» **Цель задания**
Выпишите из записей все строки, содержащие слово «bracelet», с учетом регистра букв.

» **Исходные данные**
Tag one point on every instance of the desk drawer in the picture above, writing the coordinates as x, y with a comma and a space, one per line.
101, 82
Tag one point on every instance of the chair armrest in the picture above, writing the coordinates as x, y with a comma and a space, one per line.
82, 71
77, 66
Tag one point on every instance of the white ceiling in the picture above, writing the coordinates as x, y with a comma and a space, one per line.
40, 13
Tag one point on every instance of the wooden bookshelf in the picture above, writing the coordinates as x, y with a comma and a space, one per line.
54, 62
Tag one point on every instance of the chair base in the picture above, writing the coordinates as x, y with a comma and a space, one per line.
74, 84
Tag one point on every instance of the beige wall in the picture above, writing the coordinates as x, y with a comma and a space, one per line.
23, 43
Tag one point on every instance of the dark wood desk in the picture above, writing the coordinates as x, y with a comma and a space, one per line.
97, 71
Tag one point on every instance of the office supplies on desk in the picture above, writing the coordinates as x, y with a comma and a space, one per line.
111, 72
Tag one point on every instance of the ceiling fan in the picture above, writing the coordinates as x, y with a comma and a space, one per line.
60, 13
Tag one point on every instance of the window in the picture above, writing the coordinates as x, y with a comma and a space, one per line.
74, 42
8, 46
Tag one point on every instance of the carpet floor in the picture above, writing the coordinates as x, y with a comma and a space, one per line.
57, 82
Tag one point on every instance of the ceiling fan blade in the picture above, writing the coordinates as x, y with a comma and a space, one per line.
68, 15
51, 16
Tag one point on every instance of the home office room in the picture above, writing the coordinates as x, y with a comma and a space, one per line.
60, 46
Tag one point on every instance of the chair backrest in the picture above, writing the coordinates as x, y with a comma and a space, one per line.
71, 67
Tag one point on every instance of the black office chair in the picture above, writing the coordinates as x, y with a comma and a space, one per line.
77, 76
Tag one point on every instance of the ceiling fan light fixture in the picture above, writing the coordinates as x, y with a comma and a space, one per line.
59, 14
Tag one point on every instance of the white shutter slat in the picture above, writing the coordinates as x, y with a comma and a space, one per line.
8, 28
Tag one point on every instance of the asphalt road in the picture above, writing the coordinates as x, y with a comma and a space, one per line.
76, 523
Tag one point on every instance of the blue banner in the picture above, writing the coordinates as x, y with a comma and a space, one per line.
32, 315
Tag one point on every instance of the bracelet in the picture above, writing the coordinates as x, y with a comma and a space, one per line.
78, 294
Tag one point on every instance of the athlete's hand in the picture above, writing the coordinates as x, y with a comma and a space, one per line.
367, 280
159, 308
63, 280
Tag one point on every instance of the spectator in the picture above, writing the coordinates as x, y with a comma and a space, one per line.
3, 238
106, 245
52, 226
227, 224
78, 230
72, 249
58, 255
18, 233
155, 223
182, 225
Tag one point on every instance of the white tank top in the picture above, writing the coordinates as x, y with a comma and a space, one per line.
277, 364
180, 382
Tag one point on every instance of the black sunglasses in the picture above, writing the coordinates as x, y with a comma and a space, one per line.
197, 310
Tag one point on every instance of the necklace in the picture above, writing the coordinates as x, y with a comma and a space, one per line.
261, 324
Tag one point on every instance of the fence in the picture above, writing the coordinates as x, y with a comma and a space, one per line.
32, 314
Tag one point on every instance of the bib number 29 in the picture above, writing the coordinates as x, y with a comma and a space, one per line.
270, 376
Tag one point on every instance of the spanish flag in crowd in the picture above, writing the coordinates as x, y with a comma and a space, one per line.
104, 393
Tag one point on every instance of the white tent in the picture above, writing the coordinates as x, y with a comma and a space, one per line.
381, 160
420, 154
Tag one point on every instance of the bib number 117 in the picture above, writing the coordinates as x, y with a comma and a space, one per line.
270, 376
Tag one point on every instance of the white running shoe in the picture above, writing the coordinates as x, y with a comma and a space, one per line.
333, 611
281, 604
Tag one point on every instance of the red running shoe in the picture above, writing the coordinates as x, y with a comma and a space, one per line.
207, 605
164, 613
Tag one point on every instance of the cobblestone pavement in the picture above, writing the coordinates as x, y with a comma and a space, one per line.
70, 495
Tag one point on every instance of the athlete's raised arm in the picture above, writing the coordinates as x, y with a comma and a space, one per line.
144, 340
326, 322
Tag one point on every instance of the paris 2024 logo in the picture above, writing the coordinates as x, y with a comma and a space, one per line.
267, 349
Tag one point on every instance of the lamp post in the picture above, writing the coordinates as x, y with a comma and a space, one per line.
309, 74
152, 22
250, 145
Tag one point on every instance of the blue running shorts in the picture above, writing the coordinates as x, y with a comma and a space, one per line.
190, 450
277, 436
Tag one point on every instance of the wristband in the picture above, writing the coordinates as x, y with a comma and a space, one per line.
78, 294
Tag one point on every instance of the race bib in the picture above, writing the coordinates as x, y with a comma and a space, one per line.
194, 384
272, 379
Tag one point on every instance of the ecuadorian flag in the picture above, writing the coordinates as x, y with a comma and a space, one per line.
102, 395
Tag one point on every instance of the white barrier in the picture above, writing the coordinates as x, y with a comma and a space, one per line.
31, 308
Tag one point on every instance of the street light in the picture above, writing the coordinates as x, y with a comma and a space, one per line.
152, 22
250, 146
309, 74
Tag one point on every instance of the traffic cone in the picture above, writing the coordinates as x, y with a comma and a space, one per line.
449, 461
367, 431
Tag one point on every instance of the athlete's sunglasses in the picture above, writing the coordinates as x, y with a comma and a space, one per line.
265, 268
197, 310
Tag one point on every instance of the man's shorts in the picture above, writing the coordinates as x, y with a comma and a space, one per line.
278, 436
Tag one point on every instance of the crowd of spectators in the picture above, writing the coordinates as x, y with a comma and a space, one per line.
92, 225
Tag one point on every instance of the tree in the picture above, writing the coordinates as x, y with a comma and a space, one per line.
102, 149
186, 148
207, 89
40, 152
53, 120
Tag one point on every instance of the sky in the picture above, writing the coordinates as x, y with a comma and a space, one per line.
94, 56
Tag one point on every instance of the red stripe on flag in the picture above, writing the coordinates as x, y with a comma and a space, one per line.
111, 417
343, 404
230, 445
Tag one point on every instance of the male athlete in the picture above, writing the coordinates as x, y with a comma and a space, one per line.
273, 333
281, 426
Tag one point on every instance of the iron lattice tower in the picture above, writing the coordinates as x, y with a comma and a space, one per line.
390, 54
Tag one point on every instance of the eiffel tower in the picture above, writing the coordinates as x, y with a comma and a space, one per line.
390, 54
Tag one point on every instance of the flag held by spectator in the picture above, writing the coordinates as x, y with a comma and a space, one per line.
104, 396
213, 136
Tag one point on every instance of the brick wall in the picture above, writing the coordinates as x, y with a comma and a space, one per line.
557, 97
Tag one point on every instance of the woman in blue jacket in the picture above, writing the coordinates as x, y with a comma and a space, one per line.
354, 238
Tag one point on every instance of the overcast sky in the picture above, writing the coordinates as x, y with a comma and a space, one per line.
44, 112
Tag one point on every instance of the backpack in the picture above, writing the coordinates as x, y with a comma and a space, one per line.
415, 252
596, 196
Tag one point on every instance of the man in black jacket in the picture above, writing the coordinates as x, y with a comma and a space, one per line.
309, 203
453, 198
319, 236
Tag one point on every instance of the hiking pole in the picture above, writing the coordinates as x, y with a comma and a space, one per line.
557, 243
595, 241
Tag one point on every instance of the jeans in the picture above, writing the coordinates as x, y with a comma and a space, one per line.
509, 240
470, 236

==

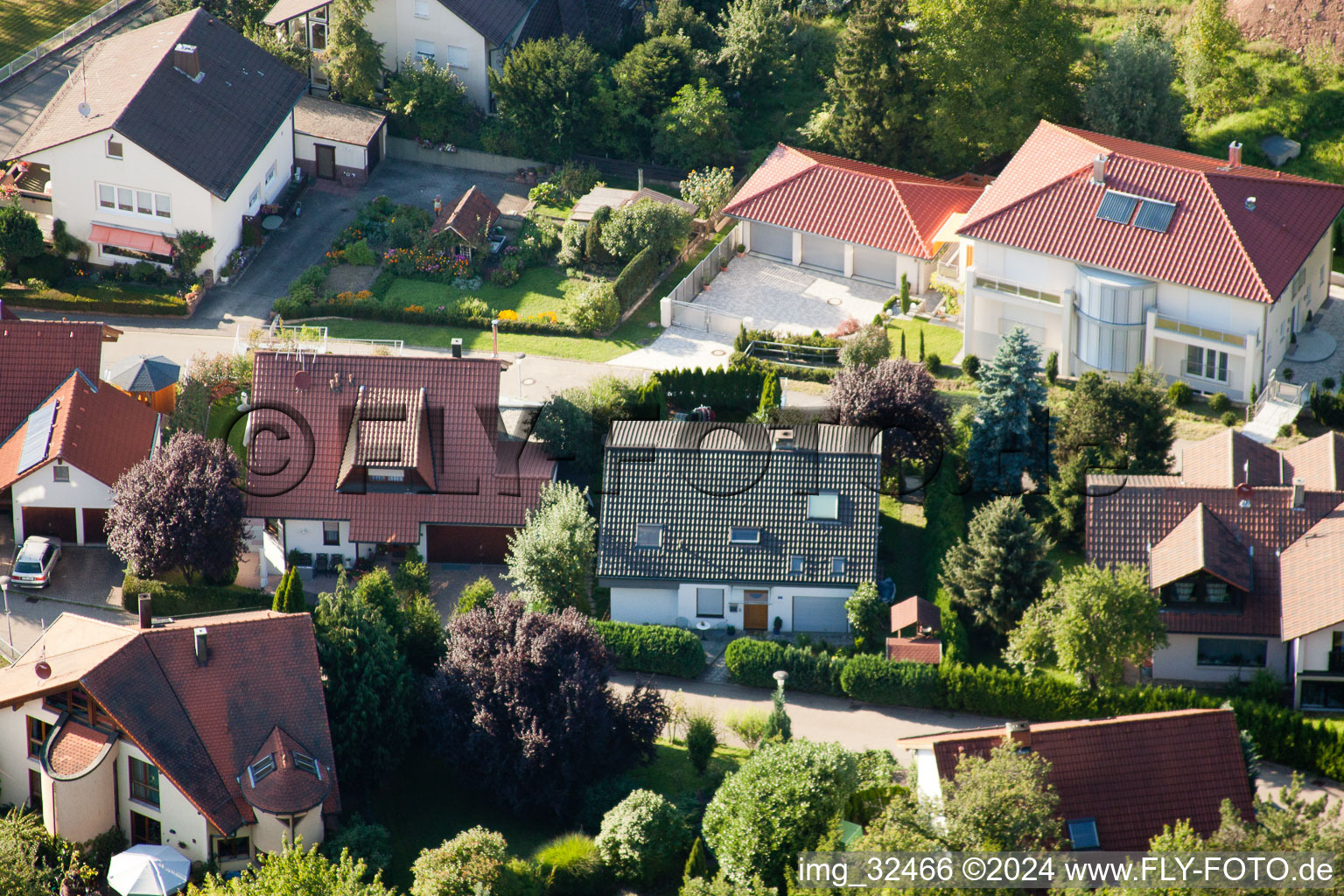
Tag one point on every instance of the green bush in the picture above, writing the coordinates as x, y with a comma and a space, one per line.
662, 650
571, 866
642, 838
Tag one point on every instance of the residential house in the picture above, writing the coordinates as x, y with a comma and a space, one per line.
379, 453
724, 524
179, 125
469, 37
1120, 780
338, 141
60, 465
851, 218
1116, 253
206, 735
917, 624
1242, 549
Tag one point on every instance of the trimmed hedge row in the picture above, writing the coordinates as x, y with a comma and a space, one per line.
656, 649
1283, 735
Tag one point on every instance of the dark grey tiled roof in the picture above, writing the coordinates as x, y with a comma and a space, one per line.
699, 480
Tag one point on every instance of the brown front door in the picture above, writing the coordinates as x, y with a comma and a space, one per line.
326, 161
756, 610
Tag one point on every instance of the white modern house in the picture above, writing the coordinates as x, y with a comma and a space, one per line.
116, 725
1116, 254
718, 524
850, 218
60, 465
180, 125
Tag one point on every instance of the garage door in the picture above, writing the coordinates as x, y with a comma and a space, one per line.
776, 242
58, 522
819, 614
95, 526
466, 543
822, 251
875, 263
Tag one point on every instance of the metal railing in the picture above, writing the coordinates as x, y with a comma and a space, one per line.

--

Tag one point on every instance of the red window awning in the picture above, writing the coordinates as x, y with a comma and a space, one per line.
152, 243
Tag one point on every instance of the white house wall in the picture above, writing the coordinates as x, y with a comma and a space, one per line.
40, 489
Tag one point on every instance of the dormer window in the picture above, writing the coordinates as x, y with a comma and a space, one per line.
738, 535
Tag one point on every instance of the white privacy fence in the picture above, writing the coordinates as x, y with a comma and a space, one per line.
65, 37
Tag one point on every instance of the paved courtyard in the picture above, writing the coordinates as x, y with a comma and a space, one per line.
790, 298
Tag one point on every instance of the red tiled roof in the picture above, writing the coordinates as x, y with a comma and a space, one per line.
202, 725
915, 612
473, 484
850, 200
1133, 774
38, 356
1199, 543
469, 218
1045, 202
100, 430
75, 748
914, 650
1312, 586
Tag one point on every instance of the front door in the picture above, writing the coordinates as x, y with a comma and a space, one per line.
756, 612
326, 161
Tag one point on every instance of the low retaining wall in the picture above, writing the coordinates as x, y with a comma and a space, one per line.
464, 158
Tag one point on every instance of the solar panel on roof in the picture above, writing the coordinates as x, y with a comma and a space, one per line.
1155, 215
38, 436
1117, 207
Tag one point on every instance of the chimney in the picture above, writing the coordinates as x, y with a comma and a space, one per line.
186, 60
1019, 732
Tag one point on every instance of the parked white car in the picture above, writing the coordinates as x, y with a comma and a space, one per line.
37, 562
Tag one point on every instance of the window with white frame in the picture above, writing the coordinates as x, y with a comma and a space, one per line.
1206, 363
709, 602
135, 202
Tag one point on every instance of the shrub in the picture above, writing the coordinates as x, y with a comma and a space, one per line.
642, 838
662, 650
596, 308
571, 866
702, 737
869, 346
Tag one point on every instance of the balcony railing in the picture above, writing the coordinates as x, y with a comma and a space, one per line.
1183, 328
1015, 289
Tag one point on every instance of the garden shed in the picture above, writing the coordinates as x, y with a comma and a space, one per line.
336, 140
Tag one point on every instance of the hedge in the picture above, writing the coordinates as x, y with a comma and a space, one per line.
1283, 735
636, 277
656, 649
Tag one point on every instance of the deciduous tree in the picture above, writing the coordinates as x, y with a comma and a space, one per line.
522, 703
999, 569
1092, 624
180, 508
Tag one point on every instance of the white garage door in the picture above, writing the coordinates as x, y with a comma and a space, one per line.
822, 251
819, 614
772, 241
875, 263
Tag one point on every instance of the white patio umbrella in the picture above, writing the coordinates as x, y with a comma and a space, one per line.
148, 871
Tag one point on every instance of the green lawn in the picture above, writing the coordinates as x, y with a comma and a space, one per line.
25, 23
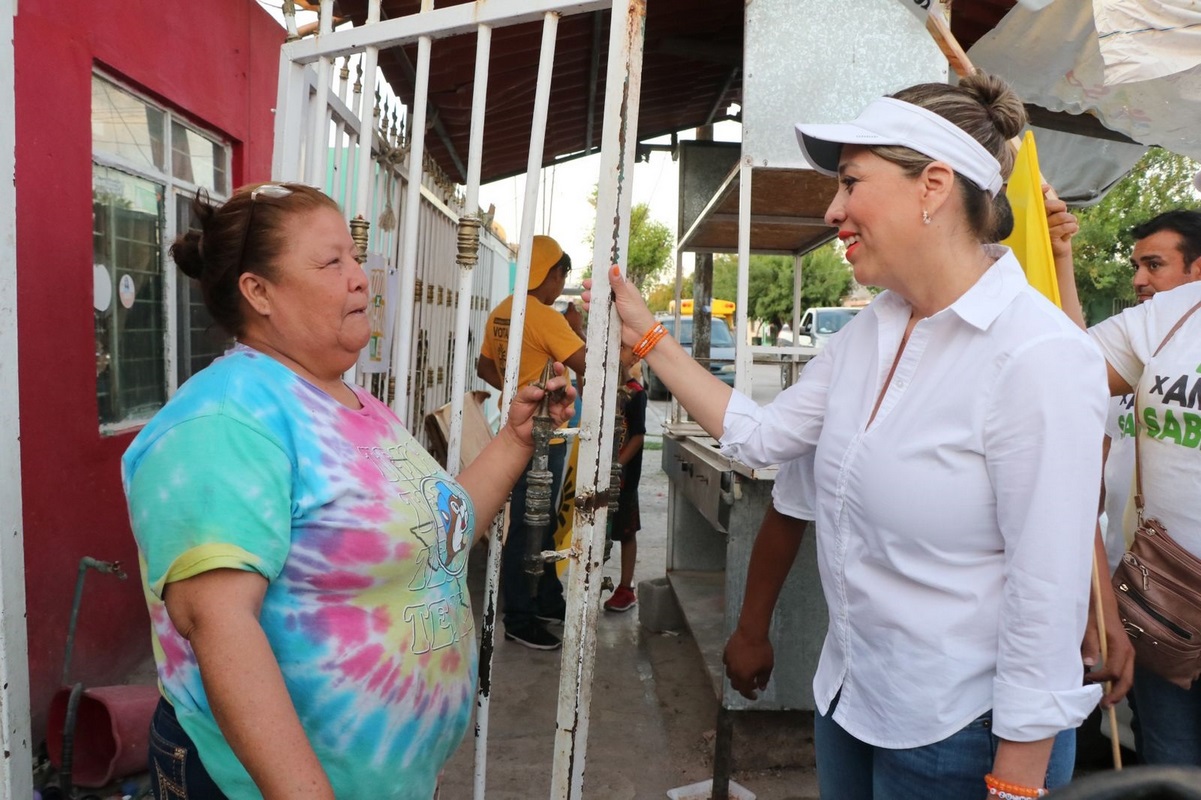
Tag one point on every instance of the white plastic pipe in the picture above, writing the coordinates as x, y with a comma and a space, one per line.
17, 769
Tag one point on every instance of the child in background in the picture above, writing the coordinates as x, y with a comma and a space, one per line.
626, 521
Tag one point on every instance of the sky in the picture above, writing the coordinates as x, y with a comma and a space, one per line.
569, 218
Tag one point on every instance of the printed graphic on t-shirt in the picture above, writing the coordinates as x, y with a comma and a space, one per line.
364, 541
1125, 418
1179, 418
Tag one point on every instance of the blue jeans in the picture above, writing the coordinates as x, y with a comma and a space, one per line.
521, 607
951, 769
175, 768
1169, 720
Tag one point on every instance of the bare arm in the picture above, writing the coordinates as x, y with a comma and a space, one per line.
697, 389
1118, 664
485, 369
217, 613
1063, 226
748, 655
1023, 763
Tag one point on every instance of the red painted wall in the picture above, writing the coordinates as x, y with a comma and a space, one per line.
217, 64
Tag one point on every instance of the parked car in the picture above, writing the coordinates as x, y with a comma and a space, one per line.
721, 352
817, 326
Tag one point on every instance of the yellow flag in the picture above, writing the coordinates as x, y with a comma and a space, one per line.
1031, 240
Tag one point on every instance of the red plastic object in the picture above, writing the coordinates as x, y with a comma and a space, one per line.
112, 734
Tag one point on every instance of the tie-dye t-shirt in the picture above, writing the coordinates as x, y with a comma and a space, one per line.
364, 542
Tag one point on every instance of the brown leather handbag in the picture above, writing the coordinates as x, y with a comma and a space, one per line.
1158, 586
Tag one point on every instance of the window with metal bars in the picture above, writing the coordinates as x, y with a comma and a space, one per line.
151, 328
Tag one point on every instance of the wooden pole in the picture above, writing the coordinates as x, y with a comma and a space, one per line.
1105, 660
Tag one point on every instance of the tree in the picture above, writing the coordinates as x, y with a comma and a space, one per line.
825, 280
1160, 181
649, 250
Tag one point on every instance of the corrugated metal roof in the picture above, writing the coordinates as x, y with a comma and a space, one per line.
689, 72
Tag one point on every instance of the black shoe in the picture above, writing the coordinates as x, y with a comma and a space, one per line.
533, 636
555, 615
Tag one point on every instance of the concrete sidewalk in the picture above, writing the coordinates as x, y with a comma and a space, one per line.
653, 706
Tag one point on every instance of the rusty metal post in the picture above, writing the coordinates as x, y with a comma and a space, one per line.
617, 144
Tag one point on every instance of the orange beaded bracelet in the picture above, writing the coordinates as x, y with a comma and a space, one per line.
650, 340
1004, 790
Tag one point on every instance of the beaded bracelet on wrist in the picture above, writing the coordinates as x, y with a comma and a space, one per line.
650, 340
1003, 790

» **Результат**
Tag one point on every instance of the bracelet in the picture above, writing the coordinates as x, y with a comma and a space, one per line.
Tag one point on every instance of the orange beaded bracelet in the picture above, writing the coordinates as x, y with a comma and a space, one per line.
Tag one point on every instance of the beaded bracelet on wrist in the picture above, writing the coordinates as x, y with a comma and a space, one per line.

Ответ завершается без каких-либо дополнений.